Output the records below again, precisely as they are written.
(The input Opens)
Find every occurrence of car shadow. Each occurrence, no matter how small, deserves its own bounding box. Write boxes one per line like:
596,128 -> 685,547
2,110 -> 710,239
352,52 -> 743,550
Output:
(The input Closes)
*Answer section:*
Find every occurrence of car shadow. Each occurrence, no matter how small, deserves its own bounding box. Write boxes one per line like:
596,128 -> 685,547
2,110 -> 710,239
352,52 -> 743,550
Output:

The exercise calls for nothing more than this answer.